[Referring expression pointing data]
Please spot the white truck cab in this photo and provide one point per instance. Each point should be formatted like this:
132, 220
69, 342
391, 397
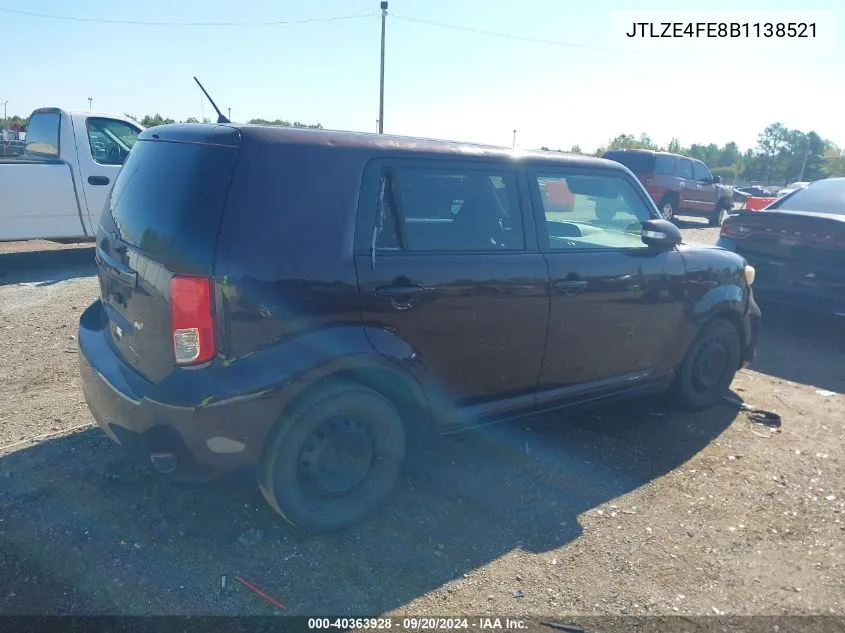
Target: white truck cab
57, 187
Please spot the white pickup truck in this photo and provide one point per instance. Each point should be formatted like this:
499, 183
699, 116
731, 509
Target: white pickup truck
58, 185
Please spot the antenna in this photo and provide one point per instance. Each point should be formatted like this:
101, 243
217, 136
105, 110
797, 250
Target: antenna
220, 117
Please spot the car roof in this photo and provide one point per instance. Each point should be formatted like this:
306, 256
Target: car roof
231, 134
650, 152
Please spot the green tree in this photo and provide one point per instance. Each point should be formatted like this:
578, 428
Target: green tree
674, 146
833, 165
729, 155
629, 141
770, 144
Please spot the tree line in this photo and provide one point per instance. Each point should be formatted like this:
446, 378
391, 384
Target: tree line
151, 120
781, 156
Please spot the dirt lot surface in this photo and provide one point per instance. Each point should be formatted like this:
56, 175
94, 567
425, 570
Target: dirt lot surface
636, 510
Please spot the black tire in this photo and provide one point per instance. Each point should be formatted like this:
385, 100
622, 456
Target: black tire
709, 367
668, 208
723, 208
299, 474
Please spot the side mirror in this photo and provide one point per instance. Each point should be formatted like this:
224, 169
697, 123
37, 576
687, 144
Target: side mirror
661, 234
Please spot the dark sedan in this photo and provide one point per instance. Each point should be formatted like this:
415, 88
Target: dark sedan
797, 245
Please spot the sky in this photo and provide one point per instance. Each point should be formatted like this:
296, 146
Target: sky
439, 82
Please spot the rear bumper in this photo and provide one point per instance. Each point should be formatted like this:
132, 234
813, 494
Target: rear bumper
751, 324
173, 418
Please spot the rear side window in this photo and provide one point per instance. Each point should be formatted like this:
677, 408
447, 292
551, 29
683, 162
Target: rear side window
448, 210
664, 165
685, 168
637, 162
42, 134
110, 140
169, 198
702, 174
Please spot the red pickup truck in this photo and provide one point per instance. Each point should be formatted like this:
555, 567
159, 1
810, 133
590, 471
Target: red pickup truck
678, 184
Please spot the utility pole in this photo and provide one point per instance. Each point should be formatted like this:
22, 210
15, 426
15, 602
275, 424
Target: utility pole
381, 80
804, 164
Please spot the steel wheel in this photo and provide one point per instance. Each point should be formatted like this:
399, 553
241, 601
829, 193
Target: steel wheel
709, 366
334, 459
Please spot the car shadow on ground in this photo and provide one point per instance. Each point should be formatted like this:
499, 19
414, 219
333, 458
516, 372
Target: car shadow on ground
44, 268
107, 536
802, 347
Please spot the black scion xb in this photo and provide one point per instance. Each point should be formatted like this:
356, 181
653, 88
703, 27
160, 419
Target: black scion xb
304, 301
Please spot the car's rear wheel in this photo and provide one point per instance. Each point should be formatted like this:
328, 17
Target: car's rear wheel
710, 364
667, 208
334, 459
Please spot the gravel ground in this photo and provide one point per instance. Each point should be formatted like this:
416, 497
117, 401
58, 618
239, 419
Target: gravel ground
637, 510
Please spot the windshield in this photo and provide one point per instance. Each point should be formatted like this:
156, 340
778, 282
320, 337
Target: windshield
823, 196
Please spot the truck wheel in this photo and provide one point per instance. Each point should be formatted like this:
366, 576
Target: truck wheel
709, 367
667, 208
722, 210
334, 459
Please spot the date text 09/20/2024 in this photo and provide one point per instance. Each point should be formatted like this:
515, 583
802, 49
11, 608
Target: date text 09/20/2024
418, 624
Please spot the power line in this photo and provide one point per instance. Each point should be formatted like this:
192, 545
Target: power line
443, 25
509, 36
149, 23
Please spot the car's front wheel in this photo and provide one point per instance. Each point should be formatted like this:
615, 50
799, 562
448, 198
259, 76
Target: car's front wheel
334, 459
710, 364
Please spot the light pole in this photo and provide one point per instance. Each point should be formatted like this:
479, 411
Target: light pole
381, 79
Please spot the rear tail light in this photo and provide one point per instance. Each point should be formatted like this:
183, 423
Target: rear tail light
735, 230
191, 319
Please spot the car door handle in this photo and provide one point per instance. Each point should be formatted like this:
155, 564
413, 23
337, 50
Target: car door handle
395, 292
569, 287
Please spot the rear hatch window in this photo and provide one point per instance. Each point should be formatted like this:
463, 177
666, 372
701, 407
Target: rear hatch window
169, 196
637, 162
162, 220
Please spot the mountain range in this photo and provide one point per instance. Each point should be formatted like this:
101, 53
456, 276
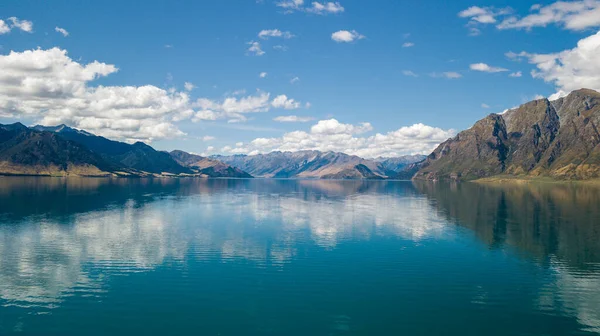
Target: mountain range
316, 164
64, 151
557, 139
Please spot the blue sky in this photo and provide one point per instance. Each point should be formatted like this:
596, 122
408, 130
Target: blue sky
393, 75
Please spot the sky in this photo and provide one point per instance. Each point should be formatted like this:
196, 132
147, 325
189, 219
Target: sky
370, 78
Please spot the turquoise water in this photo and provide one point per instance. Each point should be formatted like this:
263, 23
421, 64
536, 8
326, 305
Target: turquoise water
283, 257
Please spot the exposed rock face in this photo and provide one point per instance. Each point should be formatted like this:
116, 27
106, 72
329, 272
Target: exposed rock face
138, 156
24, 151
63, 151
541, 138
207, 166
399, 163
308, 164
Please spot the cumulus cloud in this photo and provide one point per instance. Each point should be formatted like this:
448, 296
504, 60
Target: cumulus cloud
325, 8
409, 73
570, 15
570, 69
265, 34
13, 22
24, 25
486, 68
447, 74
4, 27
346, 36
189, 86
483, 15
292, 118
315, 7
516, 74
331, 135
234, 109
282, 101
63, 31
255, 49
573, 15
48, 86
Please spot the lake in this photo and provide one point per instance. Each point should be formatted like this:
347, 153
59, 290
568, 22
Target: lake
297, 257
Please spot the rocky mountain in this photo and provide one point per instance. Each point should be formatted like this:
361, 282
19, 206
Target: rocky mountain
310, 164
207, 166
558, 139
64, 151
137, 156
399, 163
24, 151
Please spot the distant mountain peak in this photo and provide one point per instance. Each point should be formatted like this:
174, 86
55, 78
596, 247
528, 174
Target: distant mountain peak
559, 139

■ **Task brief**: Each entry above should be printed again word for word, with any picture dropped.

■ **Your solution**:
Please spot the white truck cab in this photo and provide one point per instance. Each point should be formatted like this:
132, 220
69, 342
391, 397
Target: white truck cab
57, 187
Please spot the white pickup truck in this photo and provide one point per instance. Each point should be formatted like this:
499, 183
699, 116
731, 509
Target: white pickup truck
58, 185
Please spot the antenna in this photo and provide one point per instance. Each point should be formatted like this:
101, 243
217, 136
105, 110
797, 250
Target: antenna
220, 117
Please spot the car roof in this photo and provide one point per instance. Each point should be formatted like this:
306, 256
Target: car roof
231, 134
650, 152
Please spot the green tree in this photo and provide one point per instance. Each point should be formatted like this:
578, 428
Target: green tree
674, 146
833, 165
729, 155
629, 141
770, 144
Please spot the tree line in this photo and provide one point per instance. Each point should be formatted like this:
446, 378
391, 384
Target: tree line
151, 120
781, 156
Please spot the dirt lot surface in this photo and provide one point per instance. Each point should be formatted like this:
56, 175
94, 567
425, 570
Target: dirt lot surface
636, 510
Please spot the black tire in this photo and provide one point per instance. Each point should be formatted like this:
385, 100
622, 456
Target: black tire
709, 367
668, 208
723, 208
299, 474
Please spot the side mirror in this photo and provide one point per instance. Each point should be formatted like this:
224, 169
697, 123
37, 576
687, 144
Target: side mirror
661, 234
Please spot the dark sedan in this photo and provide one point per instance. Each point should be formatted like this:
415, 88
Target: dark sedan
797, 245
Please spot the sky in this photo and provide one point per instance. Each point should be formatted like this:
296, 146
Target: sky
439, 82
Please spot the rear bumper in this photo and provide one point per instance. Each point should be formatted like this:
132, 234
813, 494
Target: rear bumper
751, 324
173, 418
Please spot the rear side window in this photo and provide one point per instance. Each point should be formatted like this:
677, 408
447, 292
551, 29
683, 162
Target: rear side window
448, 210
664, 165
685, 168
637, 162
42, 134
110, 140
169, 198
702, 174
Please spot the red pickup truck in this photo and provide one point per instance. Each point should be formatted like this:
555, 567
159, 1
810, 133
590, 471
Target: red pickup truck
678, 184
Please spot the utility pole in this photo and provide one point per instance. Each point should be formatted like this:
22, 210
15, 426
15, 602
275, 424
Target: utility pole
381, 80
804, 164
Please spot the steel wheel in this photo and provide one point per instance. Each point should be formatted like this:
399, 553
241, 601
829, 193
Target: steel wheel
709, 366
334, 459
Please spot the car shadow on ground in this photo and provide one point per instance. Each point should be formatted like this:
499, 19
414, 219
333, 458
516, 372
Target: car shadow on ground
44, 268
107, 536
802, 347
Please spot the black scion xb in this photo and provide one point per instance. Each point should be formatted like this:
356, 181
653, 88
703, 27
160, 419
Target: black scion xb
304, 301
Please spot the car's rear wheel in this photo and provide one point per instance. Each point should be formatted like this:
328, 17
Target: car's rear wheel
710, 364
667, 208
334, 459
Please spot the gravel ground in this photo and provide one point per instance. Each point should be formatted like this:
416, 497
117, 401
58, 618
239, 419
Target: gravel ground
637, 510
Please spot the windshield in this photo and provide one point per instance. Each point should be formatted like this:
156, 340
778, 282
320, 337
Target: windshield
823, 196
Please spot the truck wheel in this photo and provide one point per instance. Each point should be formatted like this:
366, 576
Target: truck wheel
709, 367
667, 208
722, 210
334, 459
Please spot the date text 09/20/2024 in this photo and provide one point per instance. Each point should be formatted like this:
515, 583
802, 49
11, 608
Target: date text 09/20/2024
418, 624
Please spot the power line in this photo and provide one point per instance. Each point should be formatted like this:
192, 545
Target: power line
443, 25
509, 36
149, 23
Please spot the car's front wheel in this photo and provide one point per instance. Each point should be formatted like this:
615, 50
799, 562
448, 198
259, 76
Target: car's front wheel
334, 459
710, 364
Please spot the light pole in this photo and provide one point per instance. Each point should be formatted like this:
479, 411
Target: light pole
381, 79
Please spot the rear tail light in this photo and provide one point per instance. Each point should be formatted like this:
183, 423
Target: rear tail light
735, 230
191, 319
Please spot the car door handle in this photo and provide one point per instance. Each point should be formatted like this:
155, 564
413, 23
337, 50
Target: car door handle
395, 292
569, 287
Please spot the rear hatch window in this photo and provide one point per instance. Each point should be formatted like this:
463, 177
666, 372
701, 407
Target: rear hatch window
169, 196
637, 162
162, 220
Please spot the mountain range in this photo and provide one point per instance. Each point should be formatted like this:
101, 53
456, 276
Target: mountain range
316, 164
64, 151
557, 139
Please spot the blue sky in this photo and provide one point per instance. Each point should be formatted like this:
596, 122
408, 130
Target: blue sky
393, 75
Please spot the sky in this photo and provide one point per instance. Each point should be formatted like this:
196, 132
147, 325
189, 219
Target: sky
370, 78
Please spot the turquoise water in this photo and provide one point per instance. Each point should be formatted like this:
263, 23
421, 64
536, 8
326, 305
Target: turquoise water
283, 257
Please spot the exposed rock face in this photo and provide one point per instance. Each point should be formatted like this:
116, 27
106, 72
329, 272
Target: exposed rock face
138, 156
24, 151
63, 151
541, 138
207, 166
399, 163
308, 164
Please spot the cumulus cloud in this photo and provide one point per instance. Each point should be formatted like this:
448, 296
504, 60
Target: cumulus cloud
325, 8
409, 73
570, 15
570, 69
265, 34
13, 22
24, 25
486, 68
447, 74
4, 27
346, 36
189, 86
483, 15
292, 118
315, 7
516, 74
331, 135
234, 109
282, 101
63, 31
255, 49
573, 15
48, 86
Please spot the lake in this photo and provide one point per instance. Each point should be formatted like this:
347, 153
59, 290
568, 22
Target: lake
297, 257
Please spot the rocky mountain in this photo and provide one point per instance. Each point should be formatted like this:
361, 282
19, 206
Target: rocky mountain
310, 164
207, 166
558, 139
64, 151
137, 156
399, 163
24, 151
Please spot the distant mountain peak in this photo and provide one point per instance. Each point should be formatted like this:
174, 86
55, 78
596, 247
528, 174
Target: distant mountain peak
559, 139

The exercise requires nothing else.